→ **RECORDS TO PROCESS**
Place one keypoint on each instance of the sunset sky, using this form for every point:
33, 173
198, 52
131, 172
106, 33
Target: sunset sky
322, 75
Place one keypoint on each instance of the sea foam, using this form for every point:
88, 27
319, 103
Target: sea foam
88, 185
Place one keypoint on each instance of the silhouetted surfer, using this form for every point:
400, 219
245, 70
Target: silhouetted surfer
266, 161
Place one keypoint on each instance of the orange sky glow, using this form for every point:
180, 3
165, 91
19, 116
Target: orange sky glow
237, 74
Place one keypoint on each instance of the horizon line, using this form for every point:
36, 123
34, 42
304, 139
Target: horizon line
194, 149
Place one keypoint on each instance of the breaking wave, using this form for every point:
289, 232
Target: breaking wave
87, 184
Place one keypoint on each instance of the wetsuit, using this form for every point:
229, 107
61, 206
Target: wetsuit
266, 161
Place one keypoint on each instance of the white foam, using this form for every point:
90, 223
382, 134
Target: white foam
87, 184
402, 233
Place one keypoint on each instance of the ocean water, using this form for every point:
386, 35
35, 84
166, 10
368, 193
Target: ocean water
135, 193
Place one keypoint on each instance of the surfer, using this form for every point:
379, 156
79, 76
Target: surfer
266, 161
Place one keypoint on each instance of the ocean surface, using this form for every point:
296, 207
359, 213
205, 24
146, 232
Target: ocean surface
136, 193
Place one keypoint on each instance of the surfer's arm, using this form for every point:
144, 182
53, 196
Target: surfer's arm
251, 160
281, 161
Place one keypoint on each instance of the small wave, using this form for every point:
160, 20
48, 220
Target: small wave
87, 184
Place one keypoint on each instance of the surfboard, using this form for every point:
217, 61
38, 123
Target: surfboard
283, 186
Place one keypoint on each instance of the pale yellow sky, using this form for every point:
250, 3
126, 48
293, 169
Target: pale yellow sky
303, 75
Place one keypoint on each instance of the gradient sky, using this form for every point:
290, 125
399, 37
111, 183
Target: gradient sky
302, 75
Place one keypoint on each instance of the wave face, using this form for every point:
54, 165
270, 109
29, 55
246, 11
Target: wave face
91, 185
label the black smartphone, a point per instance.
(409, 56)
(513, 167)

* * *

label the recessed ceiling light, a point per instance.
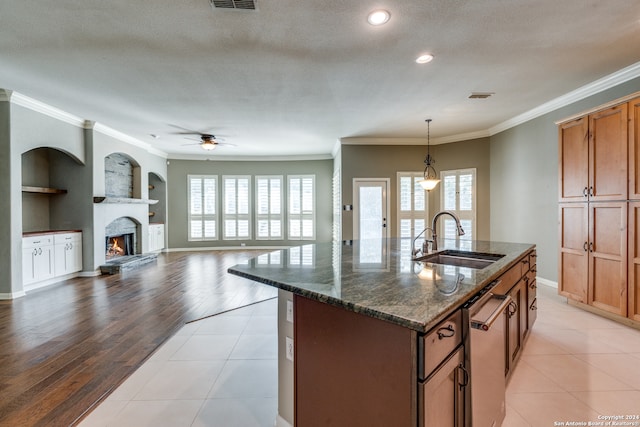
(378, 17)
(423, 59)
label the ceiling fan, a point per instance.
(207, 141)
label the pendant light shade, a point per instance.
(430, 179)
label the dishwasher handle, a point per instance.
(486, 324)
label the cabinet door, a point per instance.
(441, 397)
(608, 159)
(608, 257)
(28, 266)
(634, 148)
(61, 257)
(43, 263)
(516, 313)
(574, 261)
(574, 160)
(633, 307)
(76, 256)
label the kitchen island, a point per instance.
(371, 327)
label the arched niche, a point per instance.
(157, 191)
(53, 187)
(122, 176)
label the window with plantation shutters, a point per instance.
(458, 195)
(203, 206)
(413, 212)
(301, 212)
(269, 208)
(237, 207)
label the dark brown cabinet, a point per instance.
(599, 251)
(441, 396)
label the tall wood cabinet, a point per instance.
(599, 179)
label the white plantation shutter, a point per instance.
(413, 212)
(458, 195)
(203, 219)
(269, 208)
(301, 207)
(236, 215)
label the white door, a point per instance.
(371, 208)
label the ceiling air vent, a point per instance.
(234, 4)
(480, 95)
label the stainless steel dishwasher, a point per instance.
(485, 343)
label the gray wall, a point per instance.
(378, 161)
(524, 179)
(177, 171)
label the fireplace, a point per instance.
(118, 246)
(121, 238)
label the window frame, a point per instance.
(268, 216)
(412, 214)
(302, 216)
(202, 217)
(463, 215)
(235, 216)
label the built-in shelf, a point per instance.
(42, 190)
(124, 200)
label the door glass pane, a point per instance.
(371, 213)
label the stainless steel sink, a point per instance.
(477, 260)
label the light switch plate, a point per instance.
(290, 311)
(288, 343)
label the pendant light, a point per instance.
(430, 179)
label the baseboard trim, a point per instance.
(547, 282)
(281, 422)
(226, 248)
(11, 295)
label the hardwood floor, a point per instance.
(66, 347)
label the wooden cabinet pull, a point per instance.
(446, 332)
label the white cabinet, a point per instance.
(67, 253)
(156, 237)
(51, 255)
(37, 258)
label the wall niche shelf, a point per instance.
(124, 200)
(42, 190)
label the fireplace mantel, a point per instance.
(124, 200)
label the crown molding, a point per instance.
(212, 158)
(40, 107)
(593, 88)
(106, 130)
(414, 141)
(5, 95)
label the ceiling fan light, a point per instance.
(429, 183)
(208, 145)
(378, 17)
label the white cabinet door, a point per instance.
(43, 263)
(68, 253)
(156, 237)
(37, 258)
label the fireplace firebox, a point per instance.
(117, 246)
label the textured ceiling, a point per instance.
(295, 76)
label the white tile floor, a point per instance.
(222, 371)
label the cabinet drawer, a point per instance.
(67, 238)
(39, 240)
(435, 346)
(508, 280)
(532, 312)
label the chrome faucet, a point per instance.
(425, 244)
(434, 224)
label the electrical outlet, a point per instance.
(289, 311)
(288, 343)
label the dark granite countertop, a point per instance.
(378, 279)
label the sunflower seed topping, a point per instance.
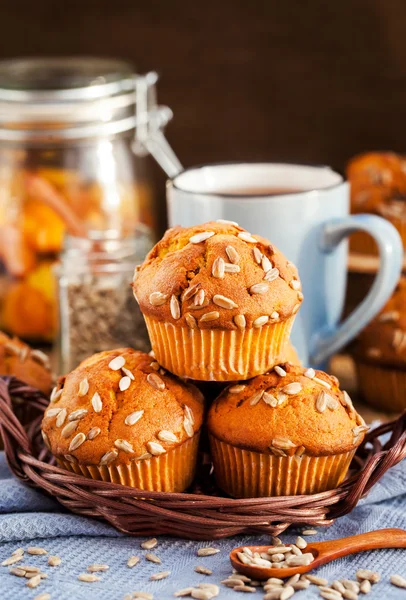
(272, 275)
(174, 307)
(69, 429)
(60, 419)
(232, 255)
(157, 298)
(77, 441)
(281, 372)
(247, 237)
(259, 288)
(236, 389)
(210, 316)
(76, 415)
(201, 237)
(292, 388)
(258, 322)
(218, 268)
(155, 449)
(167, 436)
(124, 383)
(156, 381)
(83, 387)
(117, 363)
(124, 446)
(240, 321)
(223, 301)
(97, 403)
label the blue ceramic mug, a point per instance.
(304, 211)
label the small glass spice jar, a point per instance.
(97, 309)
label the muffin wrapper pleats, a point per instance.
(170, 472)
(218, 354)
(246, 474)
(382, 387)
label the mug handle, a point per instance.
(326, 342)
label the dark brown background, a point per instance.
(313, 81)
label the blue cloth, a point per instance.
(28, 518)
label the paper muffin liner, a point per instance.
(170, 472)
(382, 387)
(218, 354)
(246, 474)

→ **WHAT YOU WILL DO**
How many lines in the items above contain the string "white"? Case counts. Give only the number.

→ **EXERCISE RESPONSE**
7